Quando hanno fatto la biopsia hanno approfittato, di iniziativa loro, per realizzare una chirurgia in cui hanno tolto un nodulo e un volume di carne equivalente a un pugno chiuso. Dovevo ripetere la chemioterapia e ero un poco dispiaciuto per gli impegni in Brasile. Da aprile ero inutilizzato e ora avrei dovuto fermarmi in Italia per alcuni mesi. Ma dieci giorni fa la mia oncologa mi disse avrei fatto la cura oralmente attraverso un medicinale, chiamato TARCEVA, che ostacola l’attività della proteina che influisce sulla crescita delle cellule tumorali. Questa cura avrei potuto farla in Brasile; immaginate la mia contentezza.

È stato un momento difficile per me che ero convinto di essermi liberato definitivamente da questo male.

Ci ho messo un pochino a riprendermi; di nuovo dovevo riformulare la mia vita, principalmente in missione. Mi sono fermato davanti al tabernacolo e ci siamo guardati in silenzio. I superiori spingevano perché rimanessi in Italia: la terra di missione era diventata d’improvviso pericolosa e fonte di malattie. Io dicevo che dovevamo consultare i medici per vedere cosa fare.

Ritornai alla preghiera di abbandono di Charles de Foucault, molto somigliante all’Atto di Offerta delle nostre preghiere del mezzogiorno. L’ho rinnovato dal profondo del cuore. Come due anni fa mi sono abbandonato nelle mani del Signore e della Vergine di Guadalupe e allo stesso tempo ho deciso di fare di tutto per combattere il male. Quello che dovevo fare giorno per giorno lo dovevano dire le circostanze e i medici.

Dati forniti »
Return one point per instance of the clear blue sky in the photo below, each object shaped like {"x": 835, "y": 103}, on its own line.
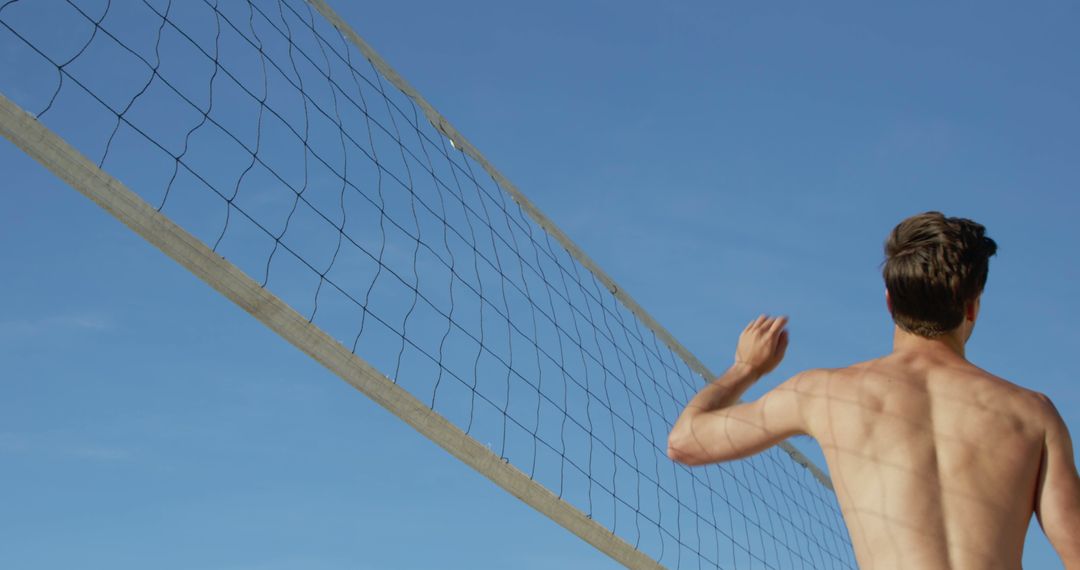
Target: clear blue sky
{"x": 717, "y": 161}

==

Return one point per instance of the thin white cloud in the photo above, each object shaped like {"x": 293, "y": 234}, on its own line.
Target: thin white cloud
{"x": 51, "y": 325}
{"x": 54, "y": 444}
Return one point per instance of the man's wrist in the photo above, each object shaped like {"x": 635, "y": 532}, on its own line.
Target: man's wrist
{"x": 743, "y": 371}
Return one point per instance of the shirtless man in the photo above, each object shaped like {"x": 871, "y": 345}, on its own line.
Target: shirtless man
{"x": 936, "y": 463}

Cosa fare » Nel blocco di testo, qual è il nome del medicinale con cui chi scrive avrebbe fatto la cura per via orale?

Risposta attesa » TARCEVA